(Records of labeled boxes)

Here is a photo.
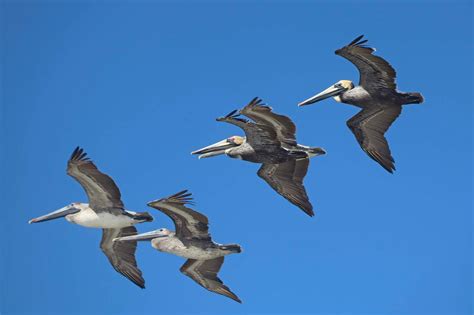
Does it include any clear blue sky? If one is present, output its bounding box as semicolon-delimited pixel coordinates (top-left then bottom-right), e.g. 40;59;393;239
0;1;473;314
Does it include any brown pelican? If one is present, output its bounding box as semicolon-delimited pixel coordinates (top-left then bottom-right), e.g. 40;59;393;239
298;35;423;173
192;97;326;216
115;190;242;303
29;147;153;288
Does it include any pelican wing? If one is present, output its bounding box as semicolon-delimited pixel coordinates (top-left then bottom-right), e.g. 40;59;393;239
257;159;314;216
217;110;281;148
67;147;123;211
336;35;397;91
240;97;296;146
100;226;145;289
179;257;242;303
149;190;211;240
347;106;402;173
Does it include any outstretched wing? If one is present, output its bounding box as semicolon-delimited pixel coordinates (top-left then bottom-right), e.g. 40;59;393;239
67;147;123;211
240;97;296;146
347;106;402;173
217;110;281;149
148;190;211;240
179;257;242;303
257;159;314;216
336;35;397;91
100;226;145;289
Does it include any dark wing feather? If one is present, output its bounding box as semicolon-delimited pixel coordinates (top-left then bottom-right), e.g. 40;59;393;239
217;110;281;149
148;190;211;240
347;106;402;173
257;159;314;216
336;35;397;92
240;97;296;146
100;226;145;289
67;147;123;211
179;257;242;303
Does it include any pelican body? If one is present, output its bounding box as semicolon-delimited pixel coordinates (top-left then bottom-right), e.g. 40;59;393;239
192;97;326;216
114;190;242;303
298;35;423;173
29;147;153;288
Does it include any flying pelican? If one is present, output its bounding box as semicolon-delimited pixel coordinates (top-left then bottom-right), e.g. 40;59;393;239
298;35;423;173
191;97;326;216
114;190;242;303
28;147;153;288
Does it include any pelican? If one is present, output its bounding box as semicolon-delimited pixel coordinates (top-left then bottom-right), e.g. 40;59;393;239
191;97;326;216
28;147;153;288
298;35;423;173
114;190;242;303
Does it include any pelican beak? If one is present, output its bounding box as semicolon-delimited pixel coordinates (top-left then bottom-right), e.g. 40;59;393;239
28;205;81;224
113;230;167;242
191;139;237;159
298;85;346;106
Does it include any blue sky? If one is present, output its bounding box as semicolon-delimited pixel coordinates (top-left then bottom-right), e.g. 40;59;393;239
0;1;473;314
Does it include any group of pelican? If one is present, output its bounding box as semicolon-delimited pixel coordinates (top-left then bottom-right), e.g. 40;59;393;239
29;36;423;303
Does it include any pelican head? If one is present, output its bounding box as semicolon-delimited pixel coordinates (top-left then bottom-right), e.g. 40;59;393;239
28;202;84;224
298;80;354;106
191;136;245;159
114;228;175;242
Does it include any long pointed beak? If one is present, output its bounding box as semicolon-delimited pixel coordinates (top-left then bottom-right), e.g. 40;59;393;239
191;139;236;159
298;85;345;106
113;230;166;242
28;206;81;224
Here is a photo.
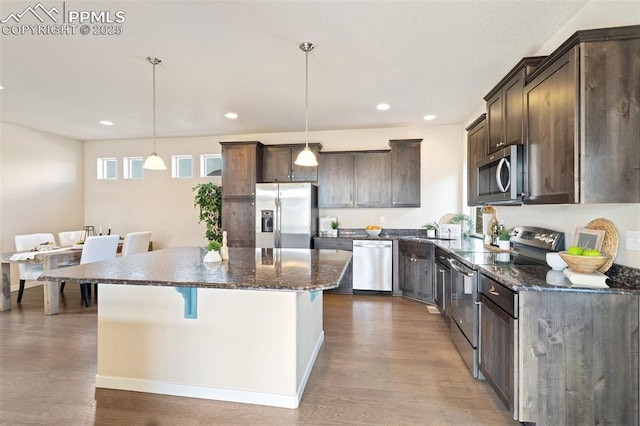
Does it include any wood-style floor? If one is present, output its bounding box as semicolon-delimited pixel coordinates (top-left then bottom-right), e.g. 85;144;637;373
0;285;517;426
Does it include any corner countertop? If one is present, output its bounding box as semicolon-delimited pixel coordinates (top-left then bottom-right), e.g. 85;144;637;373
38;247;351;291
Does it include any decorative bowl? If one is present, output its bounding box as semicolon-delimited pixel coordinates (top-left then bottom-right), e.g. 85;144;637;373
547;252;569;271
558;252;609;274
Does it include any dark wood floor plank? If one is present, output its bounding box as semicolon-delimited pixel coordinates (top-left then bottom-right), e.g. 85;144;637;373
0;286;517;426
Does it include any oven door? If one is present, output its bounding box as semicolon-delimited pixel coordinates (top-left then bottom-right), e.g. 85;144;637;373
476;145;524;204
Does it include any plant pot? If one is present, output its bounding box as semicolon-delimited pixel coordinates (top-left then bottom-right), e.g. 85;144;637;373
208;250;222;263
498;240;511;250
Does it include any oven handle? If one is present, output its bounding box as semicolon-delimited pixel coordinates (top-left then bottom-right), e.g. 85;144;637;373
447;258;474;278
496;158;511;192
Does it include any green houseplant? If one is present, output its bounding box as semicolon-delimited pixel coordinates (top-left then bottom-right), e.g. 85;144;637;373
192;182;222;246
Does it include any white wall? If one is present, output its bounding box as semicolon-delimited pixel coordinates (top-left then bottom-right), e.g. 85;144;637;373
0;123;84;252
84;126;462;248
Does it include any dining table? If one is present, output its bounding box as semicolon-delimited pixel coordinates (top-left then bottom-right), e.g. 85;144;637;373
0;246;82;315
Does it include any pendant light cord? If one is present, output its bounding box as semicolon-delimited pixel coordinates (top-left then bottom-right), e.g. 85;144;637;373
152;61;157;154
304;50;309;149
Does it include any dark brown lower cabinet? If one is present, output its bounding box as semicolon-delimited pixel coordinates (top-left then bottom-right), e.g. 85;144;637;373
480;275;640;425
480;296;517;412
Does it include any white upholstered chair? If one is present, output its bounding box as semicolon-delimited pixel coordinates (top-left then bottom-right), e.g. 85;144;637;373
121;231;151;256
15;233;56;303
80;235;120;308
58;231;84;293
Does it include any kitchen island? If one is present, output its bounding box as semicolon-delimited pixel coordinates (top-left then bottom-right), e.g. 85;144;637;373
40;247;351;408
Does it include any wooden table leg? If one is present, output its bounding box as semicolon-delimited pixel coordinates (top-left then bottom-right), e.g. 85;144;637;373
0;263;11;311
43;256;60;315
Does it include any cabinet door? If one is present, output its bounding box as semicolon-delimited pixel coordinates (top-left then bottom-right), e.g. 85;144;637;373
525;47;580;204
291;144;320;182
398;253;418;298
222;198;256;248
502;76;524;148
222;144;262;196
487;91;504;154
480;298;515;413
318;154;353;207
415;259;435;303
262;146;292;182
467;114;487;206
390;139;422;207
354;152;391;207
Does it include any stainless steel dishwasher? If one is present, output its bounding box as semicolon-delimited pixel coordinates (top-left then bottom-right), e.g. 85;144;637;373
353;240;393;291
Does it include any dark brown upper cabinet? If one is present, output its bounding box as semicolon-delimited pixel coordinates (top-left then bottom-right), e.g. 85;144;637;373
262;143;322;182
525;25;640;204
484;56;545;154
220;141;263;247
220;142;263;197
389;139;422;207
466;114;487;206
318;139;422;208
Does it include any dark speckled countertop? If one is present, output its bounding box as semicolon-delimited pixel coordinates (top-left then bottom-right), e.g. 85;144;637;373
39;247;351;291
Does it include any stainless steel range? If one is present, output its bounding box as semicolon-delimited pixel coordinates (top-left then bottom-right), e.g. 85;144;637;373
448;226;564;379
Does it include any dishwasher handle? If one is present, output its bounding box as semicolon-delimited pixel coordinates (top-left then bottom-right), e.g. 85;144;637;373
353;240;392;248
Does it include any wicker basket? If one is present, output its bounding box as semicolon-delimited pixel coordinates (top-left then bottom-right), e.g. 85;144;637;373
558;252;610;274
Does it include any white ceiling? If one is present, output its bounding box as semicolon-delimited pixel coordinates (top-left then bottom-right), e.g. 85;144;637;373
0;0;586;140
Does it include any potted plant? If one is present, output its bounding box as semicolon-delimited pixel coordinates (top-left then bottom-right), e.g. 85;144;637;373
498;228;511;250
204;241;222;262
192;182;222;250
423;222;438;238
331;220;340;237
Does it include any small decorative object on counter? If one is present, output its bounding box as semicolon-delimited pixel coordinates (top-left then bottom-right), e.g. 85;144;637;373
220;231;229;260
498;224;511;250
331;219;340;237
208;241;222;262
422;222;438;238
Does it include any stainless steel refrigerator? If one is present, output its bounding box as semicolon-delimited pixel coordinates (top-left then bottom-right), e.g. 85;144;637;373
256;182;318;248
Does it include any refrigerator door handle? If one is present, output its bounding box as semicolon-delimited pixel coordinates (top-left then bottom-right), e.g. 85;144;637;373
274;192;282;248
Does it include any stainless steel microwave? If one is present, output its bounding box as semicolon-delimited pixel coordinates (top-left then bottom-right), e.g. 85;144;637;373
476;145;524;204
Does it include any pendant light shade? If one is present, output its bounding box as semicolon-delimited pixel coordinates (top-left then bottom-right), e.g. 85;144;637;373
294;41;318;167
142;56;167;170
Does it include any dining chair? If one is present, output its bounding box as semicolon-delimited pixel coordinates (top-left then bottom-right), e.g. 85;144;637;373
58;230;84;293
121;231;151;256
15;233;56;303
80;235;120;308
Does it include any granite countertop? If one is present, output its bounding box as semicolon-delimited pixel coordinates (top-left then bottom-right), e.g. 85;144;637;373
38;247;351;291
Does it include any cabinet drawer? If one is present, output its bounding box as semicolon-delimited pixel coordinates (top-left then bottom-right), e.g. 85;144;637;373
398;240;429;259
313;238;353;251
478;275;518;318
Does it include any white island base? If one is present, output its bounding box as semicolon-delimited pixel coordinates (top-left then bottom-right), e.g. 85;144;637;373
96;284;324;408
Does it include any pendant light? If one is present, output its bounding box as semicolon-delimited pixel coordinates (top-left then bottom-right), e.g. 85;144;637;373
142;56;167;170
294;41;318;167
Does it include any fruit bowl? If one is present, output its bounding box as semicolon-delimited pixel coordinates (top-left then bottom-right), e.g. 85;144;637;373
558;252;609;274
547;252;568;271
366;229;382;237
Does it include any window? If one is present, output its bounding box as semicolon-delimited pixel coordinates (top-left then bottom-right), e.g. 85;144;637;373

#### [Task to carry out]
Can you rewrite the stretch from the line containing "Does it include any cabinet door?" through the line containing "353;240;393;291", swapping "stainless steel dishwasher" for "built-in dishwasher" and leaving everything else the same?

#### [Exercise response]
Does it include any cabinet door? If one is present, output its bounding box as semicolon-delimited pixel coordinates (top-left then bottom-right), e.g. 85;144;637;373
525;47;580;204
291;144;320;182
398;253;418;298
222;198;256;248
502;76;524;148
222;144;262;196
487;91;504;154
480;298;515;413
318;154;353;207
415;259;435;303
262;146;292;182
467;114;487;206
390;139;422;207
354;152;391;207
Does it include any built-in dishwasher? If one is present, output its bounding box as semicolon-delimited pixel coordinates (top-left then bottom-right), e.g. 85;144;637;373
353;240;393;291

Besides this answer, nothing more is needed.